──────── Records shown
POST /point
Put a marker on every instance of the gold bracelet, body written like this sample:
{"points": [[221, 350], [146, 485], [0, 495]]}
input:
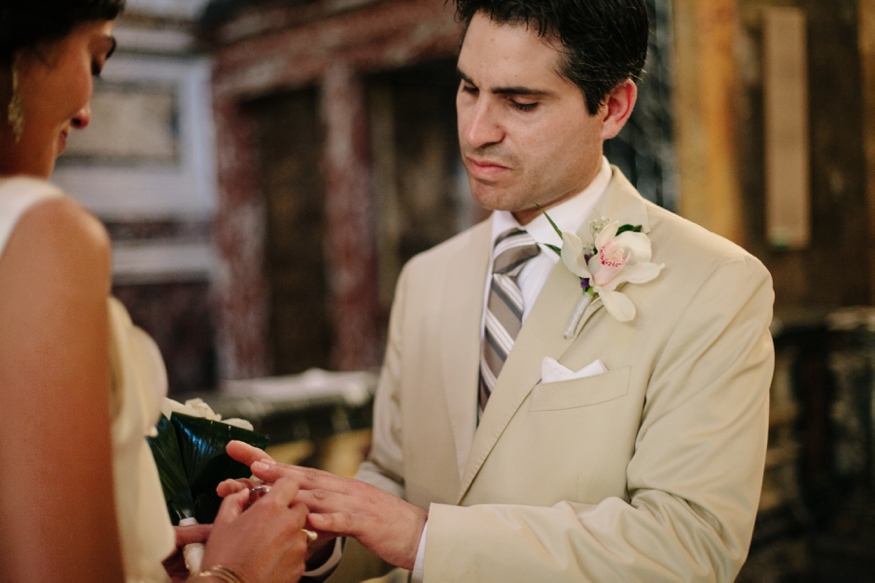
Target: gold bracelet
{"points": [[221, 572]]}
────────────────
──────── Records shown
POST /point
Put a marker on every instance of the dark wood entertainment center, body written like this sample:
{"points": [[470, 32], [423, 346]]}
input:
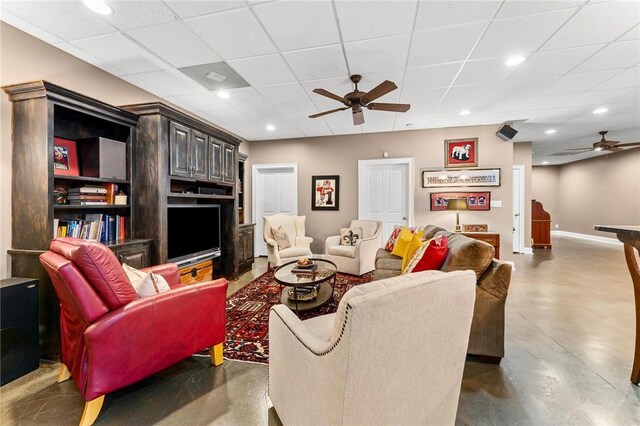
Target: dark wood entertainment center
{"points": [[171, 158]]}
────────────────
──────── Records shown
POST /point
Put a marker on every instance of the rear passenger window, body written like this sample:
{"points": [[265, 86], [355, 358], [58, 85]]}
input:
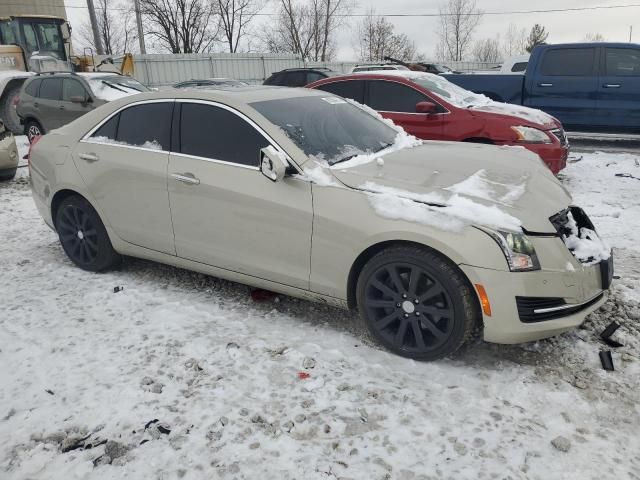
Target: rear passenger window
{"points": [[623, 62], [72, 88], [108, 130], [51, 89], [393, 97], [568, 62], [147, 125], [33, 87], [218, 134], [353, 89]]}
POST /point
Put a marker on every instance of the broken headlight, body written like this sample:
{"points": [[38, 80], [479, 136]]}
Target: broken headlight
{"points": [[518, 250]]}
────────────────
Stated problem: Report every line in the material above that contains the word "center", copying each such line in full.

Finished answer:
Put a marker on every instance of the dark wood entertainment center, body written like this sample:
Target: dark wood entertainment center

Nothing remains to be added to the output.